Records from a collection:
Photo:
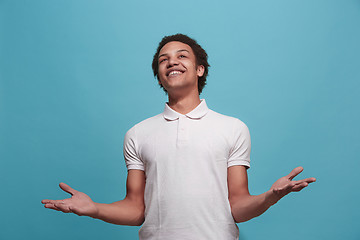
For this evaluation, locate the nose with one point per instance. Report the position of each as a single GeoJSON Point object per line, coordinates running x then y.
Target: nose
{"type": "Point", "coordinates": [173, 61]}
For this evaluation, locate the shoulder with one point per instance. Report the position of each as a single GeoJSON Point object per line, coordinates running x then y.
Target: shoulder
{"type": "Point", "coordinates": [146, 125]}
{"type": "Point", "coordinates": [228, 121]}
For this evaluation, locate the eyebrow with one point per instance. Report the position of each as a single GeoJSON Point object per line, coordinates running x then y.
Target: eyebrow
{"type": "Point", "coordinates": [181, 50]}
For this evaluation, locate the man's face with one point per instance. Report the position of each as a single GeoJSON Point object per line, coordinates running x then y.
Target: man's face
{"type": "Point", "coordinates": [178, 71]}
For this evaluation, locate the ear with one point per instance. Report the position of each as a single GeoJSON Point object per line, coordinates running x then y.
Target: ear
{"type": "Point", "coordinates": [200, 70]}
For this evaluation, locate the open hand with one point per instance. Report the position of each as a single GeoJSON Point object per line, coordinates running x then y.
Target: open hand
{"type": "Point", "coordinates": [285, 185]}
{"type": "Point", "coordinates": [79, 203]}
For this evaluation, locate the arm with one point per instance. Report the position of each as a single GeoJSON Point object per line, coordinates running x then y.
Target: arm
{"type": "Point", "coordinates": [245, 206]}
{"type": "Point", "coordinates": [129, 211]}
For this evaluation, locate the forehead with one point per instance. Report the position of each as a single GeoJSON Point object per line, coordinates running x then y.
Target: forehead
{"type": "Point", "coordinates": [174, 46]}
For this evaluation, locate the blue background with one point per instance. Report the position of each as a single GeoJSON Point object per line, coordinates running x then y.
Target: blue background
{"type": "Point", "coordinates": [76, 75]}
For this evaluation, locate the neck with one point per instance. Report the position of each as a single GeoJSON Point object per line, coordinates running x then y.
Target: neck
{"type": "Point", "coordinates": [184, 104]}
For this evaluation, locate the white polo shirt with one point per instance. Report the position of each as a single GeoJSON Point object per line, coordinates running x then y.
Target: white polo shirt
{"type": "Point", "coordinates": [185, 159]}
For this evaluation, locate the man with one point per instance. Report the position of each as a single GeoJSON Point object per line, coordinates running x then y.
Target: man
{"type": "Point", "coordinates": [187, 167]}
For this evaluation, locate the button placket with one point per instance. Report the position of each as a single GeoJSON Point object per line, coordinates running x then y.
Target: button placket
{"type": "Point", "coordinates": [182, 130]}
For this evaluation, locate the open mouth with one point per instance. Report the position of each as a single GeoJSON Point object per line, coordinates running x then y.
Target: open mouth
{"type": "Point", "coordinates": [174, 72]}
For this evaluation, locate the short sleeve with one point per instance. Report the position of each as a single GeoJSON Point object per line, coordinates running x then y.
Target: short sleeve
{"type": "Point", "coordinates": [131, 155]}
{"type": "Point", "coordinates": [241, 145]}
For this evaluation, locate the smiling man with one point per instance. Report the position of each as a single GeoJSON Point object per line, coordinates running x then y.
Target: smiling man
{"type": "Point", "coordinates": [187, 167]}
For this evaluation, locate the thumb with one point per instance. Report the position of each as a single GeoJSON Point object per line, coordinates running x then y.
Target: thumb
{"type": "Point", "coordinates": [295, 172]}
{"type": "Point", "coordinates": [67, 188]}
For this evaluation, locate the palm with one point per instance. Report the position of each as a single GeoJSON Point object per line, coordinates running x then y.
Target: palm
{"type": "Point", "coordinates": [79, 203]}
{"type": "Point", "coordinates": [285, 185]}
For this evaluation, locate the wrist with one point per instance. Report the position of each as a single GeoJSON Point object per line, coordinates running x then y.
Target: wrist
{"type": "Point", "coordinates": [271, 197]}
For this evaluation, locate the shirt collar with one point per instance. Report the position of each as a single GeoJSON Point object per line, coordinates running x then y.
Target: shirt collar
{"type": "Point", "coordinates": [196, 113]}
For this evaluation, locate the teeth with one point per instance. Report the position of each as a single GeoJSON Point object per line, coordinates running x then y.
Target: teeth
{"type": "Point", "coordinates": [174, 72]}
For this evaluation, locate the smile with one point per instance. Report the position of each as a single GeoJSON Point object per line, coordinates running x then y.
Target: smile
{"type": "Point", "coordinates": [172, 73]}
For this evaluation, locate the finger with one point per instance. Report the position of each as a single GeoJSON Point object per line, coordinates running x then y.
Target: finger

→ **TASK INSTRUCTIONS**
Exclude the pictures. Write out the remaining data exactly.

→ **TASK SOLUTION**
Photo:
For this evaluation, locate the nose with one point per instance. Report the position of each as a single GeoJSON Point object per line, coordinates running x then y.
Target: nose
{"type": "Point", "coordinates": [173, 61]}
For this evaluation, locate the shoulder with one point per instance. Report the position of each as a single GeoJSON Point object per line, coordinates running x then y.
Target: shoulder
{"type": "Point", "coordinates": [146, 125]}
{"type": "Point", "coordinates": [228, 121]}
For this evaluation, locate the eyebrow with one point per instance. Report the position of each as a single GeoJSON Point object per line, coordinates running x then y.
Target: eyebrow
{"type": "Point", "coordinates": [181, 50]}
For this evaluation, locate the man's face with one point per instance. Report the position of each as a single GeoJSON Point object per line, coordinates running x then y.
Target: man's face
{"type": "Point", "coordinates": [178, 71]}
For this evaluation, locate the ear with one point per instance. Report the position of each as a single GeoJSON Point object per line, coordinates running x then y.
Target: ear
{"type": "Point", "coordinates": [200, 70]}
For this evaluation, locate the open hand with one point per instance. Report the position of each as a single GeoJSON Point object per line, coordinates running x then y.
Target: open hand
{"type": "Point", "coordinates": [285, 185]}
{"type": "Point", "coordinates": [79, 203]}
For this evaluation, locate the arm with one point per instance. Report the position of each as a single GeoJSON Point object per line, coordinates running x then y.
Target: arm
{"type": "Point", "coordinates": [245, 206]}
{"type": "Point", "coordinates": [129, 211]}
For this evaluation, locate the forehead with one point per instance. Report the position of each as a single GeoJSON Point object per line, coordinates running x then y.
Target: forehead
{"type": "Point", "coordinates": [174, 46]}
For this evaluation, locate the blue background with one point per instance. Report the position of each as a single GeoJSON Point object per line, coordinates running x then y.
Target: blue background
{"type": "Point", "coordinates": [76, 75]}
For this evaluation, locate the neck with one point per instance. Report the position of each as a single GeoJSON Point object per line, coordinates running x then y.
Target: neck
{"type": "Point", "coordinates": [184, 104]}
For this evaluation, locate the white polo shirt with one point per instance. Report the position of each as a single GeoJSON Point object per line, coordinates running x then y.
Target: white polo shirt
{"type": "Point", "coordinates": [185, 159]}
For this evaluation, locate the man with one point per instance. Report the position of each as a single GeoJSON Point object per line, coordinates running x then y.
Target: man
{"type": "Point", "coordinates": [187, 167]}
For this evaluation, locate the button placket with one point per instance. Report the position of each as a single GeoJSON Point object per line, coordinates running x then y.
Target: button placket
{"type": "Point", "coordinates": [182, 130]}
For this evaluation, locate the open mouth with one point per instance. Report the position of each as a single GeoJSON Point object per line, coordinates running x then y.
Target: open mouth
{"type": "Point", "coordinates": [174, 72]}
For this evaluation, locate the short sleeve with one point per instance. Report the position of each as a single GeoJSON Point object per line, coordinates running x then y.
Target: short sleeve
{"type": "Point", "coordinates": [131, 155]}
{"type": "Point", "coordinates": [241, 145]}
For this evaluation, locate the smiling man with one point per instance. Report the position of each as a single GeoJSON Point object per line, coordinates running x then y.
Target: smiling man
{"type": "Point", "coordinates": [187, 167]}
For this evaluation, locate the thumb with one point per instance. Report the position of each as a single GeoJSON Point object per line, coordinates running x then y.
Target: thumb
{"type": "Point", "coordinates": [295, 172]}
{"type": "Point", "coordinates": [67, 188]}
For this evaluation, locate the palm with one point per instance. Report the position of each as a single GeoJSON Point object per line, coordinates running x then y.
Target: palm
{"type": "Point", "coordinates": [79, 203]}
{"type": "Point", "coordinates": [285, 185]}
For this evaluation, locate the wrist with one point per instance. Report the position of each as a single GeoJSON Point object per line, coordinates running x then y.
Target: wrist
{"type": "Point", "coordinates": [271, 197]}
For this evaluation, locate the shirt collar with one point per instance. Report the position of each as a single GeoJSON Point object per line, coordinates running x then y.
Target: shirt collar
{"type": "Point", "coordinates": [196, 113]}
For this evaluation, locate the teeth with one point per instance. Report the position of each as a single GeoJSON Point object per line, coordinates running x then y.
Target: teeth
{"type": "Point", "coordinates": [174, 72]}
For this evaluation, locate the smile with one point per instance. Report the position of each as a single GeoJSON Point object per line, coordinates running x then y.
Target: smile
{"type": "Point", "coordinates": [172, 73]}
For this evaluation, locate the finger with one point per instance. Report the position of each as a single GeoJSON Point object per line, coordinates running x then y.
Target: finger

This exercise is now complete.